Aim — The records below must be duplicated exactly, character for character.
>> START Provided data
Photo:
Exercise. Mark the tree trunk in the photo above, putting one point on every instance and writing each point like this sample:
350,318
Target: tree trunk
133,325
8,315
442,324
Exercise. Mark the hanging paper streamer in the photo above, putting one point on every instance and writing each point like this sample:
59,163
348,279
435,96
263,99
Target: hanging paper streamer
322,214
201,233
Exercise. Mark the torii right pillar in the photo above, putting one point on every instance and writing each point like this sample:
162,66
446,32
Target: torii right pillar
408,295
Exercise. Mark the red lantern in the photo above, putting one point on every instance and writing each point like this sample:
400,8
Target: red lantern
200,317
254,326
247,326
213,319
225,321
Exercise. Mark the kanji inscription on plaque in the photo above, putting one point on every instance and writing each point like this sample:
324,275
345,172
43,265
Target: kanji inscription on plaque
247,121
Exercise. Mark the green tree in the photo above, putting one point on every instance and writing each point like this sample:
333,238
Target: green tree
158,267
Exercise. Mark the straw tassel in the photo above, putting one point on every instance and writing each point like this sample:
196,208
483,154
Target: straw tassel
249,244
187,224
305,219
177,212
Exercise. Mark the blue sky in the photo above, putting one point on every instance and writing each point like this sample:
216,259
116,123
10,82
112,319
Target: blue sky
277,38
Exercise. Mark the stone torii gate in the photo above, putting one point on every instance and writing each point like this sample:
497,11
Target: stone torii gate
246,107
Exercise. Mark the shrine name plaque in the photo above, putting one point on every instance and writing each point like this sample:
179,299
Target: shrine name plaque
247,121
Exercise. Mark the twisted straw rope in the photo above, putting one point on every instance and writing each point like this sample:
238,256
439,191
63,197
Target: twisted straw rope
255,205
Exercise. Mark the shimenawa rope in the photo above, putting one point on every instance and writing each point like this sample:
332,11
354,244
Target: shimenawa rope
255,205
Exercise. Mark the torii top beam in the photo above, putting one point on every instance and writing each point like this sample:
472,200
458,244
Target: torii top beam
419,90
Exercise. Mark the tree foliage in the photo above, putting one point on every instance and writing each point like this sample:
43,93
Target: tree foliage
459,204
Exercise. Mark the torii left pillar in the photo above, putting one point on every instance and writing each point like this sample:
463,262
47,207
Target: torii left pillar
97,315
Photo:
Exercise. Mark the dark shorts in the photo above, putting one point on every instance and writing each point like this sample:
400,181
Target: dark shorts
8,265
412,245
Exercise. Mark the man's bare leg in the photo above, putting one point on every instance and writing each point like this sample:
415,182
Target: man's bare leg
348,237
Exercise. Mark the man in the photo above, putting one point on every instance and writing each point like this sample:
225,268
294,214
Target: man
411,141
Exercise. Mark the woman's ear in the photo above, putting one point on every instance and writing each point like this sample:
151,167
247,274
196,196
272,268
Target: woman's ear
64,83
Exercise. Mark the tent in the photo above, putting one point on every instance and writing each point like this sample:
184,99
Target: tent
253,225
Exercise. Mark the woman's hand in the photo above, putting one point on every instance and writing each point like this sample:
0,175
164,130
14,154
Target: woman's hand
>> END Provided data
Reply —
Photo:
Exercise. Mark the tree trunk in the photo above, putting one point on every instance and writing each point like this sample:
350,318
Target: tree trunk
133,325
8,315
442,324
Exercise. Mark the hanging paper streamer in the photo above, putting one point on every instance and writing each point like this sample:
59,163
348,279
435,96
263,99
Target: hanging paper streamer
322,214
201,233
Exercise. Mark the torii right pillar in the photo above, putting one point on every instance and writing each point like this sample:
162,66
446,32
Target: torii right pillar
408,295
Exercise. Mark the red lantern in the photo above, putting one point on every instance and writing each point like this sample:
400,8
Target: red lantern
200,317
254,326
247,326
213,319
225,321
Exercise. Mark the kanji inscription on plaque in the photo above, putting one point on every instance and writing each point like this sample:
324,275
345,172
43,265
Target: kanji inscription on plaque
247,121
Exercise. Mark the green tree in the photo above, putting one point on every instance and writing each point like this sample:
333,238
Target: green tree
158,267
Exercise. Mark the straw tassel in the photo above, putting one point on every instance and writing each point like this sample:
196,208
483,154
Target: straw tassel
249,244
187,224
305,219
177,212
Exercise. Mark the blue sky in the photo above, putting one point on every instance and writing each point like this sample:
216,259
116,123
10,82
112,319
Target: blue sky
277,38
Exercise. Mark the stone torii gate in the photo above, putting one point on every instance and writing each point like this sample:
497,11
Target: stone torii gate
246,107
Exercise. Mark the shrine name plaque in the photo above, putting one point on every instance and writing each point like this sample:
179,299
Target: shrine name plaque
247,121
Exercise. Mark the twisted straw rope in the photo above, putting one point on every instance and writing each point like this sample:
238,256
439,191
63,197
Target: twisted straw rope
255,205
Exercise. Mark the shimenawa rope in the photo above, putting one point on every instance and writing each point like this sample:
332,11
354,244
Target: shimenawa rope
255,205
Exercise. Mark the torii top beam in the photo above, putting one point on every instance and writing each point like this sample:
472,200
458,244
Target: torii top beam
419,90
Exercise. Mark the tree foliage in the photo above, putting one point on every instance and writing each point like this sample:
43,93
Target: tree foliage
459,204
Exercise. Mark the torii left pillar in the photo above, putting one point on every instance and writing each point like this sample:
463,262
47,207
Target: torii left pillar
97,315
Photo:
Exercise. Mark the dark shorts in the photo above, putting one point on every instance and writing each point like this sample:
400,181
Target: dark shorts
8,265
412,245
Exercise. Mark the man's bare leg in the photo above, putting one point on every instance and writing each point like this sample:
415,182
Target: man's bare leg
348,237
Exercise. Mark the man in the photo above, putting one point on every instance and writing each point like this sample:
225,268
294,214
Target: man
411,141
Exercise. Mark the woman's ear in the photo above, putting one point on every instance and writing each point like this sample:
151,167
247,274
196,196
272,268
Target: woman's ear
64,83
Exercise. Mark the tent in the photo above, putting one point on every instance and writing each point like this sample:
184,99
Target: tent
253,225
Exercise. Mark the woman's hand in the photo above, putting one point on every instance and writing each point like this sample:
0,175
164,130
14,154
Target: woman's hand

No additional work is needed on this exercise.